● **Exercise requirements**
Leave out the pictures and restate the rest of the data exactly.

● **Data provided**
----

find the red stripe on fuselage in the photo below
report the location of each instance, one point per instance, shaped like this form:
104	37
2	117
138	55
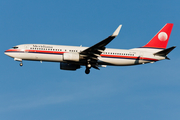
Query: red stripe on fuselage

----

● **Finished exercise**
find the red stripe on fuselage in the photo below
report the location of each instance, one point per instance, shaped like this form:
104	37
2	117
138	55
Query: red stripe on fuselage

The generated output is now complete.